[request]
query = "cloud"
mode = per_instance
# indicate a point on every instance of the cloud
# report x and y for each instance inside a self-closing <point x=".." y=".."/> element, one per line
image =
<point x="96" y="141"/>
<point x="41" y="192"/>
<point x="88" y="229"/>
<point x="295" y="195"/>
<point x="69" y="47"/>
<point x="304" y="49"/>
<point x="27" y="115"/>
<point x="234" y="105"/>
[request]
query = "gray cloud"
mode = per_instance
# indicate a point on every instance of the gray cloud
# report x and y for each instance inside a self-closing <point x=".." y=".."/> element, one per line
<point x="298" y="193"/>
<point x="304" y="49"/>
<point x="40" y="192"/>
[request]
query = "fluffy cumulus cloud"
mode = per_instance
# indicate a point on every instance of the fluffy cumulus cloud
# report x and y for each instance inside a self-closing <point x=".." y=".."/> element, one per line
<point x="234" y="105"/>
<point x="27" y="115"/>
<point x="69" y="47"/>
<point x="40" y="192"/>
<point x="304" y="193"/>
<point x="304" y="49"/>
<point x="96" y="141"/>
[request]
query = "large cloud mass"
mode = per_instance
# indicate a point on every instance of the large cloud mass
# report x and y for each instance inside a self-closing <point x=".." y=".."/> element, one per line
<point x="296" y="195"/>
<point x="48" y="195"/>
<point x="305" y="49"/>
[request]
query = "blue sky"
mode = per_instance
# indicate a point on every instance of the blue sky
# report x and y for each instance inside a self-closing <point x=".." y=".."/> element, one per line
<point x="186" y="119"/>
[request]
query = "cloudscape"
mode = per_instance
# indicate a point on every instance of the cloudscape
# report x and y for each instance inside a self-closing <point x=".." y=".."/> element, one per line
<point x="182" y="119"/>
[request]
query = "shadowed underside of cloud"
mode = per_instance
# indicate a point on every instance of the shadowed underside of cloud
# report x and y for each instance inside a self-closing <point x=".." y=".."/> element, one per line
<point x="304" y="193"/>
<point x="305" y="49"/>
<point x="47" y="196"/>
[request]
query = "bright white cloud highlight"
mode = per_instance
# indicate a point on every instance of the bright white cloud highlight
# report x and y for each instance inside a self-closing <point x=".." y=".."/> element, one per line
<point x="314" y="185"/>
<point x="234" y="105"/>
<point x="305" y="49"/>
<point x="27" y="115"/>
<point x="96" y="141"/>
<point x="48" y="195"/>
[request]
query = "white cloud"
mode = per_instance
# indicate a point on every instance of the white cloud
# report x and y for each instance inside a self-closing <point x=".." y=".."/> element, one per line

··········

▶ _EXERCISE INSTRUCTIONS_: Type out the material again exactly as presented.

▶ _RESULT OF THIS TASK_:
[request]
query = "cloud"
mode = per_instance
# indicate a point on every instance of the cloud
# report x and y for each instance inside a self-closing <point x=".." y=".."/> element, one per line
image =
<point x="96" y="141"/>
<point x="41" y="192"/>
<point x="88" y="229"/>
<point x="295" y="195"/>
<point x="69" y="47"/>
<point x="304" y="49"/>
<point x="27" y="115"/>
<point x="234" y="105"/>
[request]
query = "gray cloud"
mode = per_instance
# indicate a point on every instance of the gray cloud
# report x and y for each instance inside a self-closing <point x=".." y=".."/> element, one per line
<point x="298" y="193"/>
<point x="304" y="49"/>
<point x="40" y="192"/>
[request]
query = "fluffy cumulus cloud"
mode = per_instance
# indicate a point on every instance of the fluffy cumulus cloud
# report x and y for each instance inside a self-closing <point x=".." y=".."/> element, one per line
<point x="234" y="105"/>
<point x="27" y="115"/>
<point x="69" y="47"/>
<point x="40" y="192"/>
<point x="304" y="193"/>
<point x="304" y="49"/>
<point x="96" y="141"/>
[request]
query = "large cloud mass"
mode = per_instance
# indicate a point on every instance of the large cloud mass
# report x and y for each instance inside a self-closing <point x=".." y=".."/> element, one per line
<point x="296" y="195"/>
<point x="48" y="195"/>
<point x="305" y="49"/>
[request]
query = "blue sky"
mode = per_instance
# indicate a point on every instance of the blue sky
# report x and y for each instance inside a self-closing <point x=".." y=".."/> element, one per line
<point x="186" y="119"/>
[request]
query = "cloudscape"
mode = per_instance
# indicate a point on every instance of the cloudscape
# report x and y for each instance inside a self-closing <point x=".." y=".."/> element, one per line
<point x="182" y="119"/>
[request]
query = "shadowed underside of cloud"
mode = per_instance
# indicate a point on every instance of the shadowed underside of cloud
# report x and y for each instance inside a self-closing <point x=".." y=".."/> element, one per line
<point x="304" y="193"/>
<point x="305" y="49"/>
<point x="47" y="196"/>
[request]
query = "bright white cloud highlight"
mode = per_instance
# indicate a point on every instance of the bright white cloud highlight
# report x and y for each instance inside a self-closing <point x=".." y=".."/> element, one per line
<point x="314" y="185"/>
<point x="234" y="105"/>
<point x="305" y="49"/>
<point x="27" y="115"/>
<point x="96" y="141"/>
<point x="48" y="195"/>
[request]
query = "white cloud"
mode = per_instance
# indicate a point on every instance of the white cloud
# report x and y for each instance inside a self-closing <point x=".." y=".."/> element, one per line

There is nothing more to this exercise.